Return the passage from the article on US military space forces between "No one doubts" and "didn’t like it.", inclusive, copied word for word.

- Extracted text -
○ ○ ○ ○ ○

No one doubts that America’s military space forces have awesome capabilities. They can spot a missile firing before the missile clears the launcher, beam an encyclopedia’s worth of data around the world in an instant, and guide weapons through windows without hitting the sash. Air Force space forces have put together a streak, as of last November, of 32 straight successful launches of payload-carrying rockets.
Given these circumstances, it is easy to forget it took a defeat to propel the United States to superiority in space, notes Gen. John P. Jumper, the Air Force Chief of Staff.
On Oct. 4, 1957, the West heard the beeps and squeaks emanating from the Sputnik satellite, signifying the Soviet Union had won the race to space. “This nation was shocked,” Jumper told an Air Force Association national symposium held Nov. 21 in Los Angeles. “We were behind”—and didn’t like it.
The US, of course, was not behind for long. In the 1960s, the American space program caught up with and then surpassed its Soviet counterpart. The US military space program produced a dazzling array of high-flying sensor, communication, and weather satellites, leaving its superpower rival in the dust. For most of the past 20 years, the US has stood virtually alone in space.
Now, however, the nation faces daunting new challenges, in the estimation of top military space officers and executives who spoke in Los Angeles.
They noted the growing need to deal with potential threats to US space assets; weaknesses that could undermine US space launch prowess; and organizational problems that thwart fullest exploitation of military space. Moreover, the Air Force has the need to develop new kinds of sensors as well as new kinds of space warriors.
In addition to Jumper, the speakers included Air Force Undersecretary Peter B. Teets, the Pentagon’s executive agent for space; Gen. Lance W. Lord, commander of Air Force Space Command; Gen. Gregory S. Martin, commander of Air Force Materiel Command; and Lt. Gen. Brian A. Arnold, commander of Air Force Space Command’s Space and Missile Systems Center.
Also taking part were George K. Muellner of Boeing, Carol A. Curry of Raytheon, Jeffrey D. Grant of Northrop Grumman, and G. Thomas Marsh of Lockheed Martin.
In Search of Space Control
There was universal agreement that space provides an asymmetric advantage for US forces, enabling them to perform combat feats that otherwise would be impossible. This has made space a US “center of gravity,” too, raising concern that it could also become a focus of attack.

○ ○ ○ ○ ○

- Available data -

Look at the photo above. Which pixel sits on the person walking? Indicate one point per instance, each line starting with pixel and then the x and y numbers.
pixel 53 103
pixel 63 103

○ ○ ○ ○ ○

- Final result -
No one doubts that America’s military space forces have awesome capabilities. They can spot a missile firing before the missile clears the launcher, beam an encyclopedia’s worth of data around the world in an instant, and guide weapons through windows without hitting the sash. Air Force space forces have put together a streak, as of last November, of 32 straight successful launches of payload-carrying rockets.
Given these circumstances, it is easy to forget it took a defeat to propel the United States to superiority in space, notes Gen. John P. Jumper, the Air Force Chief of Staff.
On Oct. 4, 1957, the West heard the beeps and squeaks emanating from the Sputnik satellite, signifying the Soviet Union had won the race to space. “This nation was shocked,” Jumper told an Air Force Association national symposium held Nov. 21 in Los Angeles. “We were behind”—and didn’t like it.